_GIVEN TEXT_
In addition, the cheap ones only use the color wheel, not phosphor wheels.

In my case, I don't need to split anything into separate RGB. Just the light emitted off the phosphor wheel is what I am after.
I measured with a spectrometer and it can be considered as white light.
There is a parabolic reflector to collimate the light emitted off the wheel.
The parabolic reflector has a hole at the center so the laser can pass through it.

To simplify my application, we can basically treat the emitted phosphor area as an LED.
 
Ah I see, hole in the center of your reflector, that's why you need all your laser in one beam.
You could set your phosphor wheel at an angle as well as your reflector so you don't block any of your light with the phosphor wheel, kind of like the laser headlights. That would also let you focus multiple arrays onto your phosphor wheel.

 
@gazer101

I have a cube stack:
-Water cooling block
-nubm31t
-PCX lens - 200mm FL

The laser spot size is about 2mm.

I could just make a bunch of these cubes and arrange them in any way I want.
My current design calls for 2 cubes, for a total of around 180W which is very high for this sized phosphor wheel. Hence why I have custom fans at the top and bottom to cool it.

@RedCowboy

I'm a nobody, that just wants to make bright lights for fun. I don't know anything about projectors.
I am in contact with phosphor and phosphor wheel manufacturers only. Not with projector companies.

Lines of data:
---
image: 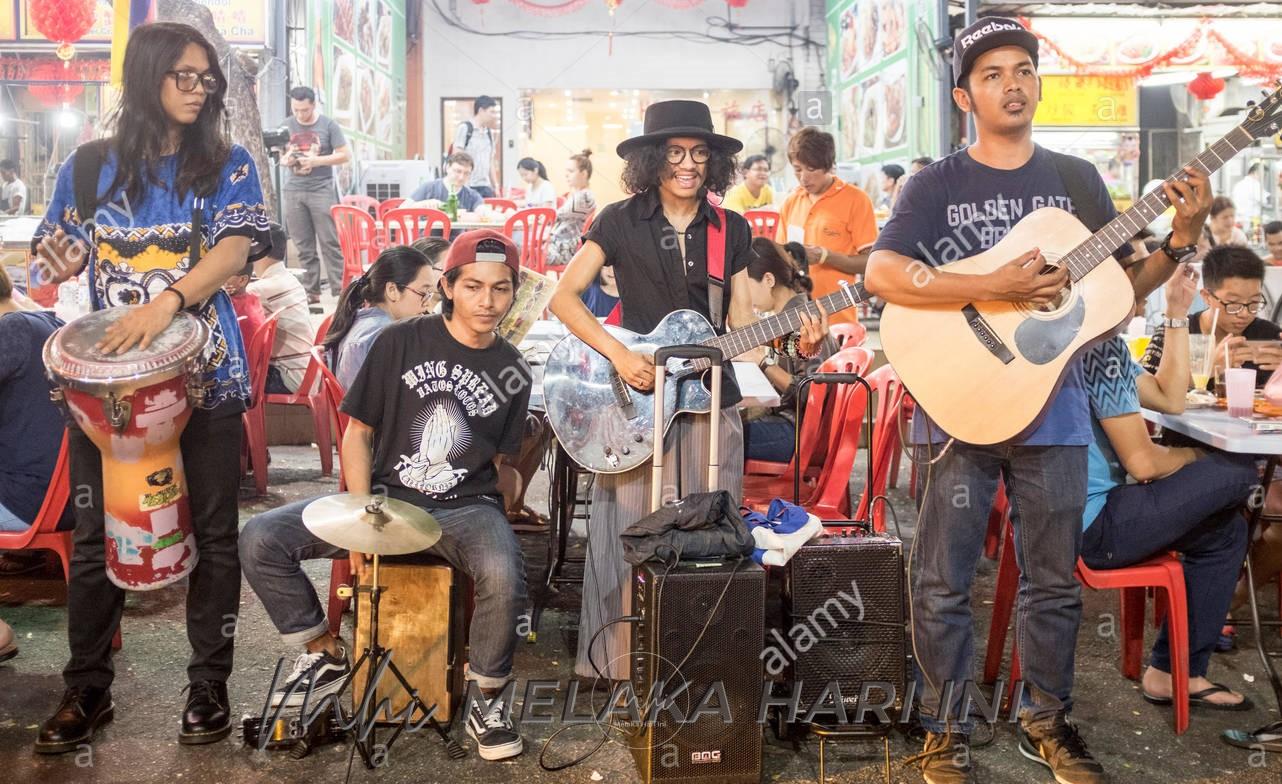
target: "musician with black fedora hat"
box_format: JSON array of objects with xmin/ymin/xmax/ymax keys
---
[{"xmin": 551, "ymin": 100, "xmax": 827, "ymax": 680}]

_SET TASK 1_
Copy the stretch of the phosphor wheel discussion from "I have a cube" through "to cool it.".
_SET TASK 2_
Carry on the phosphor wheel discussion from the point where it stops.

_RESULT 1_
I have a cube stack:
-Water cooling block
-nubm31t
-PCX lens - 200mm FL

The laser spot size is about 2mm.

I could just make a bunch of these cubes and arrange them in any way I want.
My current design calls for 2 cubes, for a total of around 180W which is very high for this sized phosphor wheel. Hence why I have custom fans at the top and bottom to cool it.

_RESULT 2_
It seems the cinemanext pdf you showed is using knife edging arrays to combine the beam.

Edit:

Actually, I just realized, they did not say a PBS cube. The diagram mentioned a dichroic filter. But I thought filters only work when you have different wavelengths. Maybe they misunderstood my question.
Do all the individual diodes in the laser array in your setup converge onto a 2mm point, or do they form a tight beam (eg. I could shine it 1 or 10ft away and still see a small spot)?
 
It doesn't necessarily have to beam in one beam. It just needs needs to land and be focused onto one spot.

Without the PCX lens, The Nichia array can be assumed it is focused to infinity. It is only a 2mm spot because I add in the 200mm FL PCX lens.


I identified the components of my block:
WC - water cooling
nichia - nubm31t
PCX - Plano convex lens 200mm Focal length
002.jpg
003.jpg

I guess If I really do need something like 1000W, I will basically just knife edge all of them. Or look into fiber coupling.
But then again, I could just make an RGB laser and call that a "spotlight" too.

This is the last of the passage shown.